• ACTION ITEM
Your answer must hold only the lines below from the line containing "Mark the weathered" through the line containing "Mark the horizontal", each reproduced exactly.
┏━━
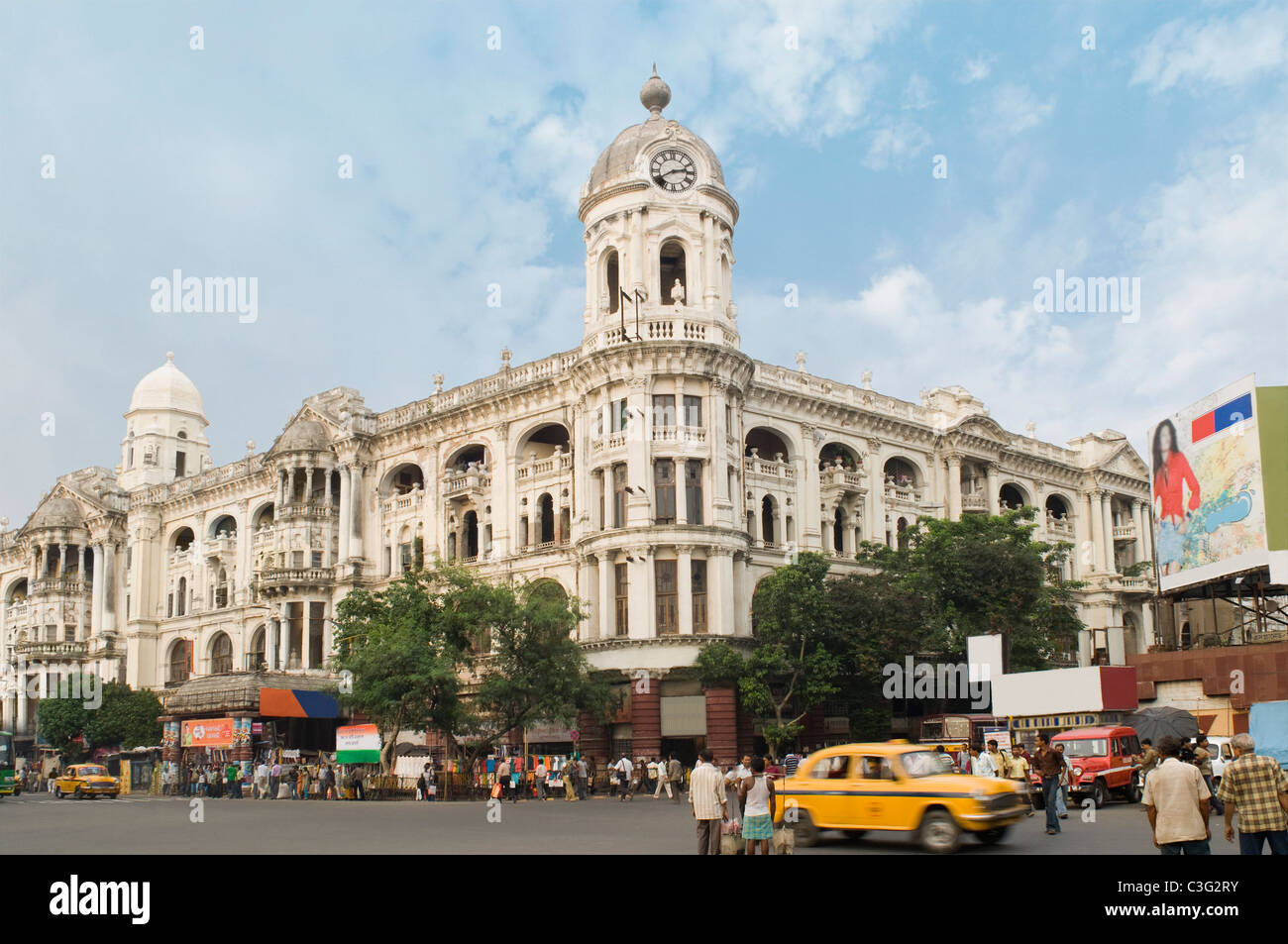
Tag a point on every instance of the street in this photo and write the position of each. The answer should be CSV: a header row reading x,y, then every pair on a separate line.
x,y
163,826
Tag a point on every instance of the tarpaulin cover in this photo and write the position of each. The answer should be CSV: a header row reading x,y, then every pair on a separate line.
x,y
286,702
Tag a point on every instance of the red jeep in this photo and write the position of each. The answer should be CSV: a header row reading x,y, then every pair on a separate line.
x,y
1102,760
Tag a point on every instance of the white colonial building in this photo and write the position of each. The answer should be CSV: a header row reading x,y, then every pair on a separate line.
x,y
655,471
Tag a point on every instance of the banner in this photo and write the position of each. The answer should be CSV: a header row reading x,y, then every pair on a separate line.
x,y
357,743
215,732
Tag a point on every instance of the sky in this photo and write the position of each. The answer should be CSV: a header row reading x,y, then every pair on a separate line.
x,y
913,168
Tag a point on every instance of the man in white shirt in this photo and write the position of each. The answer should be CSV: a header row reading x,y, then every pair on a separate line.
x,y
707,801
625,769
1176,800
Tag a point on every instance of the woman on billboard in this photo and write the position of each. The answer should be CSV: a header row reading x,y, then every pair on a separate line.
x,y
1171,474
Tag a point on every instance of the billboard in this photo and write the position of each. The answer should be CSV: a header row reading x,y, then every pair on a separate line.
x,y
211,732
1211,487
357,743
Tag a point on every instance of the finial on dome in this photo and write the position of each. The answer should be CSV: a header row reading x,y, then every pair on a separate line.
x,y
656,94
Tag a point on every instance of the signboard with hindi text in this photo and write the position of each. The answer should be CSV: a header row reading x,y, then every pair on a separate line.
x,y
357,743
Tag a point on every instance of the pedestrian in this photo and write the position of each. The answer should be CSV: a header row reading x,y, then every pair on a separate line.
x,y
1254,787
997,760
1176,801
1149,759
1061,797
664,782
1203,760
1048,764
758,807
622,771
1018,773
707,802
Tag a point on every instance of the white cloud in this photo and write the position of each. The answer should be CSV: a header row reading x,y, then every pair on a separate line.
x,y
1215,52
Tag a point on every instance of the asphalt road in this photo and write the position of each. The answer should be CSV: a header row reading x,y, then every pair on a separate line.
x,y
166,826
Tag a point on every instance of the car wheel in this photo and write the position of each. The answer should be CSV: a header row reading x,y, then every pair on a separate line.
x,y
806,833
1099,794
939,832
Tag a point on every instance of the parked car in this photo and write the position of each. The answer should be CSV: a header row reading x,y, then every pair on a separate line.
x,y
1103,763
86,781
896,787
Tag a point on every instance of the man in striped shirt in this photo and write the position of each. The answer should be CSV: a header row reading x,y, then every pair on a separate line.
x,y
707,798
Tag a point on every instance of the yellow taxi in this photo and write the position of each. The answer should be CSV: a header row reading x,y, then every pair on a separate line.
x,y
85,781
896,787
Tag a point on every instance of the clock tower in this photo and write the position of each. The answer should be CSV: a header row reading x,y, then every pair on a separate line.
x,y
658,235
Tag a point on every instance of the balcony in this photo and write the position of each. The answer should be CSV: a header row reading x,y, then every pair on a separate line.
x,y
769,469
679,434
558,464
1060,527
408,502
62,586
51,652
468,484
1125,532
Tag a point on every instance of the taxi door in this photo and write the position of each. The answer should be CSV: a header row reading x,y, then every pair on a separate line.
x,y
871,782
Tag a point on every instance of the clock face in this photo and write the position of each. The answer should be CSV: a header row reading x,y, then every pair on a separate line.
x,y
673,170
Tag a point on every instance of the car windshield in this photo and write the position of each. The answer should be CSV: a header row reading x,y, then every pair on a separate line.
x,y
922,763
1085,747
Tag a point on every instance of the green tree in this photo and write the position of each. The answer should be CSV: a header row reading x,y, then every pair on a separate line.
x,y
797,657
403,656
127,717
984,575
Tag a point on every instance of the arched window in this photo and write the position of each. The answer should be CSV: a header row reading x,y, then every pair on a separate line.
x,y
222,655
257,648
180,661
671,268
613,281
┗━━
┏━━
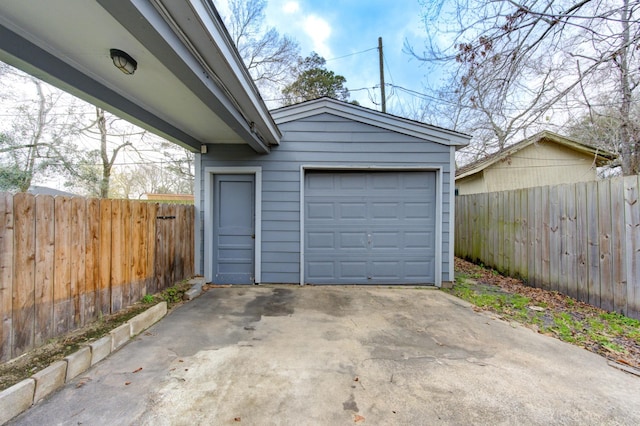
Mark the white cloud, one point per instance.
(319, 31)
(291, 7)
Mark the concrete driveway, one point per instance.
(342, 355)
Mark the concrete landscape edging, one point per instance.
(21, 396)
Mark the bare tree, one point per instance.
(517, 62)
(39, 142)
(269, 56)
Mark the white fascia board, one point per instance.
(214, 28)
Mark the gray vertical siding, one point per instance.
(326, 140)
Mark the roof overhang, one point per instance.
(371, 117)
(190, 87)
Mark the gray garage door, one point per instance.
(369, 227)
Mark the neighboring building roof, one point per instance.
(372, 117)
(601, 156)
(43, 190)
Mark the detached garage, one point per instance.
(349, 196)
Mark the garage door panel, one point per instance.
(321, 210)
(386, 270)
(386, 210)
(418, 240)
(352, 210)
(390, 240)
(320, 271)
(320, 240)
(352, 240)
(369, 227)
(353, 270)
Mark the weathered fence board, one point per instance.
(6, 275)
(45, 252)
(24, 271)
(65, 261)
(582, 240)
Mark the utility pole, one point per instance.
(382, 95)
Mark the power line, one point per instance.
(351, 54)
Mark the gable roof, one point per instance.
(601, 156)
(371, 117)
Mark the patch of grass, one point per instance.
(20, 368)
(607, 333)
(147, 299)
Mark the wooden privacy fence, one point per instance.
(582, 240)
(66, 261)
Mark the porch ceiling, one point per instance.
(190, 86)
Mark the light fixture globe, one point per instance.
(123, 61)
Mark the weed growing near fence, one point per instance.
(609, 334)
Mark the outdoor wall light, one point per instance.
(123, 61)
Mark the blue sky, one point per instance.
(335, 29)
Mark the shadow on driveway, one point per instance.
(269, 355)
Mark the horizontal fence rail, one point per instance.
┗━━
• RESPONSE BELOW
Mark the weathered fence board, one point per instance.
(6, 275)
(45, 252)
(24, 271)
(65, 261)
(582, 240)
Mark the utility pole, one point per instance.
(382, 95)
Mark the power line, one point per instance.
(351, 54)
Mark the gable roof, one point per instance.
(601, 156)
(371, 117)
Mark the patch of grass, one point per instance.
(20, 368)
(607, 333)
(147, 299)
Mark the wooden privacy fence, one point per instance.
(582, 240)
(66, 261)
Mark the porch ceiling, one point per instance.
(190, 86)
Mark the light fixture globe, one point per instance.
(123, 61)
Mark the weed growing near fence, one point per instance.
(609, 334)
Mark the outdoor wall light, one point per instance.
(123, 61)
Mark the blue sky, one point per instance.
(335, 29)
Mark the shadow on driveway, one point per instance.
(269, 355)
Mark the horizontal fence rail, one point per instance.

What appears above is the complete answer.